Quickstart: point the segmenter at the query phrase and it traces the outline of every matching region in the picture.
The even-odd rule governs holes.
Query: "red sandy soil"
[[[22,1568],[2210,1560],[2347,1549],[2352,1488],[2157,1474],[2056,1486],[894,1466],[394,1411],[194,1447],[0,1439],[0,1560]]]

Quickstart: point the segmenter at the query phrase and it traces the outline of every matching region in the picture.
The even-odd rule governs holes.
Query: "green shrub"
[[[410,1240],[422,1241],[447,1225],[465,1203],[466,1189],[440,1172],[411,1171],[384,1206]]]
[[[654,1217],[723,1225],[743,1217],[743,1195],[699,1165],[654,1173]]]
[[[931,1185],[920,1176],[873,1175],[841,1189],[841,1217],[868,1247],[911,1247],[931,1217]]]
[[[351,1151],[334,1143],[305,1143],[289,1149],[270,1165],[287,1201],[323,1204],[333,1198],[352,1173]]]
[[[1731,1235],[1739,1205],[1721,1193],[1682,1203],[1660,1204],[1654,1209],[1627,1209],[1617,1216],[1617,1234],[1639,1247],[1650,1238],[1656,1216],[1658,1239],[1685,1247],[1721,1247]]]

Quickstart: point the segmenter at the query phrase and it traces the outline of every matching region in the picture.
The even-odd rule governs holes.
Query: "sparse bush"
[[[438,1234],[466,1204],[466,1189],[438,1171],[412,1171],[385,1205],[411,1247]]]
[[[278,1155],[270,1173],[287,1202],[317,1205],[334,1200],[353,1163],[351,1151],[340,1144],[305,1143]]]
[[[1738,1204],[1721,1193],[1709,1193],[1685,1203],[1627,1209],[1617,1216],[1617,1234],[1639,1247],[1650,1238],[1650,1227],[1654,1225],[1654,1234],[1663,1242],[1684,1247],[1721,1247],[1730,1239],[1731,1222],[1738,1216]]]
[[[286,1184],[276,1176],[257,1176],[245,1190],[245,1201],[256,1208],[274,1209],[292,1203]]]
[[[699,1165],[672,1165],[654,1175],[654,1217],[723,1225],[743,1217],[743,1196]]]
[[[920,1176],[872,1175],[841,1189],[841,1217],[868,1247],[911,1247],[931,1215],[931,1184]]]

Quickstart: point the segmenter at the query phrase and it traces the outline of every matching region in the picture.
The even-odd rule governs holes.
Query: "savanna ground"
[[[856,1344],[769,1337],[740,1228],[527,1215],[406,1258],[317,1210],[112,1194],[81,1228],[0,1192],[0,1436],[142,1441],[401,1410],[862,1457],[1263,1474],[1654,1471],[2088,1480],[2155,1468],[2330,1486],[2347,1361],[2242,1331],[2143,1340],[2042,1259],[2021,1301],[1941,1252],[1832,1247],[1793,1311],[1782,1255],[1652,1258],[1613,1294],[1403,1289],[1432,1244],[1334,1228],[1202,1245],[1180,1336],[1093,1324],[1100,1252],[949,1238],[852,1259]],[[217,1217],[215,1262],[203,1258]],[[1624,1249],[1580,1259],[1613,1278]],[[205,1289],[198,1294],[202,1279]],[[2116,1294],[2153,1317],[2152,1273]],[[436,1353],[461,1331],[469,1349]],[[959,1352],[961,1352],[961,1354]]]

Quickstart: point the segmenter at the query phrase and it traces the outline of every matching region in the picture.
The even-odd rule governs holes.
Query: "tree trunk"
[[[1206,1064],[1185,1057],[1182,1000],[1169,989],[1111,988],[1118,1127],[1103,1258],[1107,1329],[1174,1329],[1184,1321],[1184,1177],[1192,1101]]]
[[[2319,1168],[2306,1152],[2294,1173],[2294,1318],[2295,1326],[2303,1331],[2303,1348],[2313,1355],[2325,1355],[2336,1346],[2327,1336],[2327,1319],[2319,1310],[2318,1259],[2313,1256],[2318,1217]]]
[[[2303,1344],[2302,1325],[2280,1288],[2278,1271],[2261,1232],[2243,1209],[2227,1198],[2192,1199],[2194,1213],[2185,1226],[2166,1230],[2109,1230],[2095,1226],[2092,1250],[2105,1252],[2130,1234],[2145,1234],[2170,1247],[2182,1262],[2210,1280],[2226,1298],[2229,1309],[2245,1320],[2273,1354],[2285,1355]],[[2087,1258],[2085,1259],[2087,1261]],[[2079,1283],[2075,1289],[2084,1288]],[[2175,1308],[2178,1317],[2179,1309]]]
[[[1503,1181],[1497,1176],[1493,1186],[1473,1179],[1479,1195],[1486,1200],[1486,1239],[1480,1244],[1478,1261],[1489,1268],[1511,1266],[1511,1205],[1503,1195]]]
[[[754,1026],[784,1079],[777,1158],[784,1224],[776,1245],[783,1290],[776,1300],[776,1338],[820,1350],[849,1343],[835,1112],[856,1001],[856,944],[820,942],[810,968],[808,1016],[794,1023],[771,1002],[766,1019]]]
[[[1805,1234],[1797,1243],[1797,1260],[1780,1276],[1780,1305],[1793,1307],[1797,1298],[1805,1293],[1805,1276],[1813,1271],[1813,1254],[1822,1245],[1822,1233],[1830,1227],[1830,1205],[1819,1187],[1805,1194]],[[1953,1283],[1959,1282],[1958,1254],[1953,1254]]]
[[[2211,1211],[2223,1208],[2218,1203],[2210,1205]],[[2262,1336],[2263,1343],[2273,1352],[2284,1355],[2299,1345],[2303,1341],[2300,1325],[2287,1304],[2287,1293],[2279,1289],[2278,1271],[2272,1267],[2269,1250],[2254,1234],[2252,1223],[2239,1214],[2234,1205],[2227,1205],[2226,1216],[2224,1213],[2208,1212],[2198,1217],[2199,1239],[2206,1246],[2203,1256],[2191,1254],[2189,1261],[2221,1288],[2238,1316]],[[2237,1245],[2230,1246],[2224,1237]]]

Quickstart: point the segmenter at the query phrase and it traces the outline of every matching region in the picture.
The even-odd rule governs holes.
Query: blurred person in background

Problem:
The whole listing above is to be transcribed exactly, line for line.

Output:
Quickstart: point the segmenter at the query phrase and it traces the outline of every matching region in the picture.
The even-odd rule governs holes.
Query: "red sandy soil"
[[[22,1568],[2210,1560],[2347,1549],[2352,1488],[2157,1474],[2056,1486],[894,1466],[394,1411],[194,1447],[0,1439],[0,1560]]]

Quickstart: point the segmenter at the query phrase and it traces the outline of every matching region in the picture.
The even-odd rule governs holes.
Query: "green shrub"
[[[410,1240],[422,1241],[447,1225],[465,1203],[466,1189],[440,1172],[411,1171],[384,1206]]]
[[[654,1217],[723,1225],[743,1217],[743,1195],[699,1165],[654,1173]]]
[[[931,1185],[920,1176],[873,1175],[841,1189],[841,1217],[868,1247],[911,1247],[931,1217]]]
[[[351,1151],[334,1143],[305,1143],[289,1149],[270,1165],[287,1201],[323,1204],[333,1198],[352,1173]]]
[[[1731,1235],[1739,1205],[1721,1193],[1682,1203],[1660,1204],[1654,1209],[1627,1209],[1617,1216],[1617,1234],[1639,1247],[1650,1238],[1656,1216],[1658,1239],[1685,1247],[1721,1247]]]

Quickstart: point the segmenter at the query phrase and it traces the outline of every matching region in the picture.
The even-odd rule governs holes.
Query: "sparse bush"
[[[438,1234],[466,1204],[466,1189],[438,1171],[412,1171],[385,1205],[411,1247]]]
[[[278,1155],[270,1173],[287,1202],[317,1205],[334,1200],[353,1163],[351,1151],[340,1144],[305,1143]]]
[[[1738,1204],[1721,1193],[1709,1193],[1685,1203],[1627,1209],[1617,1216],[1617,1234],[1639,1247],[1650,1238],[1650,1227],[1654,1225],[1654,1234],[1663,1242],[1684,1247],[1721,1247],[1730,1239],[1731,1222],[1738,1216]]]
[[[286,1184],[276,1176],[257,1176],[245,1190],[245,1201],[256,1208],[274,1209],[292,1203]]]
[[[699,1165],[672,1165],[654,1175],[654,1217],[723,1225],[743,1217],[743,1196]]]
[[[920,1176],[872,1175],[841,1189],[841,1217],[868,1247],[911,1247],[931,1215],[931,1184]]]

Quickstart: point the segmenter at the query phrase and it traces the outline of every matching region in the picture.
The even-odd rule governs holes.
Query: "savanna ground"
[[[856,1344],[769,1337],[740,1228],[527,1215],[406,1258],[317,1210],[112,1194],[81,1228],[0,1192],[0,1436],[142,1441],[401,1410],[862,1457],[1263,1474],[1654,1471],[2088,1480],[2155,1468],[2330,1486],[2347,1361],[2242,1331],[2143,1340],[2042,1259],[2021,1301],[1941,1252],[1832,1247],[1793,1311],[1782,1255],[1652,1258],[1613,1294],[1403,1289],[1432,1244],[1334,1228],[1202,1245],[1180,1336],[1093,1324],[1100,1252],[949,1238],[852,1259]],[[217,1217],[215,1262],[203,1258]],[[1624,1249],[1580,1259],[1613,1278]],[[205,1289],[198,1294],[202,1279]],[[2116,1294],[2153,1317],[2152,1273]],[[436,1353],[461,1331],[469,1349]],[[959,1352],[961,1352],[961,1354]]]

Quickstart: point the segmenter at the query phrase and it traces the outline of every matching region in the picture.
The even-odd rule governs holes.
Query: "tree trunk"
[[[1206,1064],[1185,1057],[1182,1000],[1169,989],[1111,988],[1118,1127],[1103,1258],[1107,1329],[1174,1329],[1184,1321],[1184,1177],[1192,1101]]]
[[[2319,1168],[2306,1152],[2294,1173],[2294,1318],[2295,1326],[2303,1331],[2303,1348],[2313,1355],[2325,1355],[2336,1346],[2327,1336],[2327,1319],[2319,1310],[2318,1259],[2313,1256],[2318,1217]]]
[[[2303,1344],[2302,1325],[2280,1288],[2278,1271],[2261,1232],[2243,1209],[2227,1198],[2192,1199],[2194,1213],[2185,1226],[2166,1230],[2109,1230],[2095,1226],[2092,1250],[2105,1252],[2130,1234],[2145,1234],[2170,1247],[2182,1262],[2210,1280],[2226,1298],[2229,1309],[2245,1320],[2273,1354],[2285,1355]],[[2087,1258],[2085,1259],[2087,1261]],[[2079,1283],[2075,1289],[2084,1288]],[[2175,1308],[2178,1317],[2179,1309]]]
[[[1503,1181],[1497,1176],[1493,1186],[1473,1179],[1479,1195],[1486,1200],[1486,1239],[1480,1244],[1478,1261],[1489,1268],[1511,1266],[1511,1205],[1503,1195]]]
[[[754,1026],[784,1079],[777,1158],[784,1224],[776,1245],[783,1290],[776,1300],[776,1338],[820,1350],[849,1343],[835,1112],[856,1001],[856,944],[820,942],[810,968],[808,1016],[794,1023],[771,1002],[766,1019]]]
[[[1805,1234],[1797,1243],[1797,1260],[1780,1276],[1780,1305],[1793,1307],[1797,1298],[1805,1293],[1805,1276],[1813,1271],[1813,1254],[1822,1245],[1822,1233],[1830,1227],[1830,1205],[1819,1187],[1805,1194]],[[1953,1283],[1959,1282],[1958,1254],[1953,1254]]]
[[[2211,1211],[2223,1208],[2218,1203],[2210,1205]],[[2262,1336],[2263,1343],[2273,1352],[2284,1355],[2299,1345],[2303,1341],[2300,1325],[2287,1304],[2287,1293],[2279,1289],[2278,1271],[2272,1267],[2269,1250],[2254,1234],[2252,1223],[2239,1214],[2234,1205],[2227,1205],[2226,1216],[2224,1213],[2208,1212],[2198,1217],[2199,1239],[2206,1246],[2203,1256],[2191,1254],[2189,1261],[2221,1288],[2238,1316]],[[2237,1245],[2230,1246],[2224,1237]]]

Quickstart: point the segmenter at the query phrase and it traces the outline of every matching region in the picture.
The even-odd rule governs holes.
Query: blurred person in background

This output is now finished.